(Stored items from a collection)
⁂
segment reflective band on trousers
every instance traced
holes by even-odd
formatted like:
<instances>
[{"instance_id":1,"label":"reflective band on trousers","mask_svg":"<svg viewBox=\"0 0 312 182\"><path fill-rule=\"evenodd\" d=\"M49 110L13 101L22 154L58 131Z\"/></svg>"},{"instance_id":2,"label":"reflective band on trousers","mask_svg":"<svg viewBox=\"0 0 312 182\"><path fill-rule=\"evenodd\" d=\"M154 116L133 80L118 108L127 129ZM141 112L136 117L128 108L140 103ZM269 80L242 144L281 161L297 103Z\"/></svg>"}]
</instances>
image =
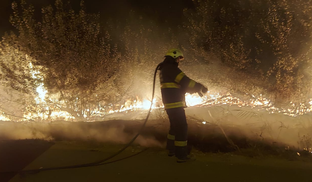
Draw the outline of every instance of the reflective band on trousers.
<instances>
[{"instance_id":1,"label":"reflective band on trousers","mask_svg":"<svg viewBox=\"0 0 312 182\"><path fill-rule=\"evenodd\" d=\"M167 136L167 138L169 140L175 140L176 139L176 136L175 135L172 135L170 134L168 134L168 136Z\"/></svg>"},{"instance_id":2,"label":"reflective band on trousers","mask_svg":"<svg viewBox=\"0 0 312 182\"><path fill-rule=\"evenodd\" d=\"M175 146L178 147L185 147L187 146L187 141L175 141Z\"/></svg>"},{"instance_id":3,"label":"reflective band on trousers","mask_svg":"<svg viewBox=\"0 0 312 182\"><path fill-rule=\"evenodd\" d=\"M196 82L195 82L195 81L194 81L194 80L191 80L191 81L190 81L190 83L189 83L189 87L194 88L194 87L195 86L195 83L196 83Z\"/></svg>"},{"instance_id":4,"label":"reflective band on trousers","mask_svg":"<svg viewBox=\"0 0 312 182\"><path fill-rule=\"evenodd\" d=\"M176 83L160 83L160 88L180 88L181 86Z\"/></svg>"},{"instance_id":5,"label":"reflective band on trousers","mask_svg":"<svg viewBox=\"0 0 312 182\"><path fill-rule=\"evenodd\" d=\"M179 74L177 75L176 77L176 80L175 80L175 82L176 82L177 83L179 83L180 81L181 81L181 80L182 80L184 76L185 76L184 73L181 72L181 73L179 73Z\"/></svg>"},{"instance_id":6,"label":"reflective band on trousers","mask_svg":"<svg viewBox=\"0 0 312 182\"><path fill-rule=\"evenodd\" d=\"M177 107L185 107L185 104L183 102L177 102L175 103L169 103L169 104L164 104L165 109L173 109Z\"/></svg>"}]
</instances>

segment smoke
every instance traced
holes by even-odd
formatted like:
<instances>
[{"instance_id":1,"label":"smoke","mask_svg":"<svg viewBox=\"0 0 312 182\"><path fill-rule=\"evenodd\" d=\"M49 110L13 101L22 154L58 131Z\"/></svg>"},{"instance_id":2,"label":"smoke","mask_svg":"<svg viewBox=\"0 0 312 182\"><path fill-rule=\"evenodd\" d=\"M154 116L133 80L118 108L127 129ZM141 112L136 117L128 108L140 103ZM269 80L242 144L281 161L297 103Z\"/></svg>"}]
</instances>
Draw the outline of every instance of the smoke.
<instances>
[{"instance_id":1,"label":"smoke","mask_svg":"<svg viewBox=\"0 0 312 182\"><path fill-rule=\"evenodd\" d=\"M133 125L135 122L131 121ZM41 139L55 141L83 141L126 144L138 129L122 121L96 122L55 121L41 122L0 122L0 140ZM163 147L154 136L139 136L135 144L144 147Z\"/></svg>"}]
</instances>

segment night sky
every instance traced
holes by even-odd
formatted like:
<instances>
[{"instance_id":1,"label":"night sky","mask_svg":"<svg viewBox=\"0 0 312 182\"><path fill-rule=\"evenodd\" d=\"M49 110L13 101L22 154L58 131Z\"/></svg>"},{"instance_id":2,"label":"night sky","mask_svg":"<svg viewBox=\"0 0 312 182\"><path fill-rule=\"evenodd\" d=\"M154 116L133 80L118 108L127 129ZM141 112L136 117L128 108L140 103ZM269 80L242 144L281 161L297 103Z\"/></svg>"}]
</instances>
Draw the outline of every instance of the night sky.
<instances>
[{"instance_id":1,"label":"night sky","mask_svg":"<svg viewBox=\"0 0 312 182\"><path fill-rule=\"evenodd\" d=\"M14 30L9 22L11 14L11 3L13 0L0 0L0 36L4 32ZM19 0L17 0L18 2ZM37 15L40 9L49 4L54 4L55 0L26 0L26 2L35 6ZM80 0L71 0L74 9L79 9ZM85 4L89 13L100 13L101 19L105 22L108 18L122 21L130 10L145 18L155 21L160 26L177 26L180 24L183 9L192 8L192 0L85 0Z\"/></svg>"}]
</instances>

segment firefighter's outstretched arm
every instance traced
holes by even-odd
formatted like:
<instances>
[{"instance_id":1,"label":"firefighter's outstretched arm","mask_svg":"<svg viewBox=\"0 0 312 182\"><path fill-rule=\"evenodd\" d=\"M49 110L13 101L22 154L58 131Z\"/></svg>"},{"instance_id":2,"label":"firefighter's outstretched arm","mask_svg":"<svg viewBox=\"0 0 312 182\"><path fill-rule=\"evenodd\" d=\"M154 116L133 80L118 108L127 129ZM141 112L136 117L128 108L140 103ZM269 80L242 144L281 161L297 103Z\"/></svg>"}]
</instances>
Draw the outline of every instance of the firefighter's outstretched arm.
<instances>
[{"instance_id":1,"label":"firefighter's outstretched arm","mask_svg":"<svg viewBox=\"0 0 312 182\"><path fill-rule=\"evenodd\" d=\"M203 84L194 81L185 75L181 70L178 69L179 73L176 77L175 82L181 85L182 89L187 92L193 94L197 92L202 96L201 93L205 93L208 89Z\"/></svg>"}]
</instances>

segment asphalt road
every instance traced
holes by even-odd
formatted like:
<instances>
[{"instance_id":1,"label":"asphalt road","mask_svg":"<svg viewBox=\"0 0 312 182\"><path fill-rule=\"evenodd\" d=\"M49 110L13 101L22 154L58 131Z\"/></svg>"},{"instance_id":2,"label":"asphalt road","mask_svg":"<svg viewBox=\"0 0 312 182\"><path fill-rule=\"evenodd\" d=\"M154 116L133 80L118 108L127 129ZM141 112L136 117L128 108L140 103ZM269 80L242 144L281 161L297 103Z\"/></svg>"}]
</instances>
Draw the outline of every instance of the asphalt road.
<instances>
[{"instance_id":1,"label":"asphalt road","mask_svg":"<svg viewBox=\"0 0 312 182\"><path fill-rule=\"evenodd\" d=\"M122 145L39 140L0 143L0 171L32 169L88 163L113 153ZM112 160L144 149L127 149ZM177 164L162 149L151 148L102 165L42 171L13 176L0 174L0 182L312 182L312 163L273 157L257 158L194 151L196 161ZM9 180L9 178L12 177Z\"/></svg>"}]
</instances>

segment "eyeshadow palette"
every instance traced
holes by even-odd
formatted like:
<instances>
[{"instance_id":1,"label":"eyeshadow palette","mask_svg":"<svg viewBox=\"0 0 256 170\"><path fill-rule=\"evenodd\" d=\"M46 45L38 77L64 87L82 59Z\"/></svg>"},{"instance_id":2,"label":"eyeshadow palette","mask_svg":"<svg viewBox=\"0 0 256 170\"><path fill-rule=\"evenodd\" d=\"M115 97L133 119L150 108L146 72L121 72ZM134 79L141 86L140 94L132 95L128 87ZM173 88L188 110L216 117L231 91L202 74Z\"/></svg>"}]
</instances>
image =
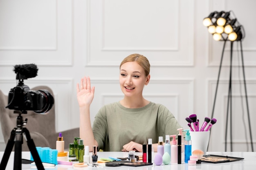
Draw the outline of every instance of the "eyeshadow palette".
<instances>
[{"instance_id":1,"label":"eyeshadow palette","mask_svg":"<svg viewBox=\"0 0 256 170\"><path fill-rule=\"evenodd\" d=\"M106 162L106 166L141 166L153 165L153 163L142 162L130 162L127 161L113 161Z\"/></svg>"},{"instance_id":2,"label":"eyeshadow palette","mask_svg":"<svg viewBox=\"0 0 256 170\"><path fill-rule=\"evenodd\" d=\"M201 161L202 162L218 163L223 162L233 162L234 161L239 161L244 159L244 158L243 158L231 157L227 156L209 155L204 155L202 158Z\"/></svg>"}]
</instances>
⁂
- [Written exercise] Show every line of the rows above that contains the word "segment".

- [Result for this task]
segment reflective band on trousers
segment smoke
segment night sky
segment firefighter's outstretched arm
segment asphalt road
segment "eyeshadow palette"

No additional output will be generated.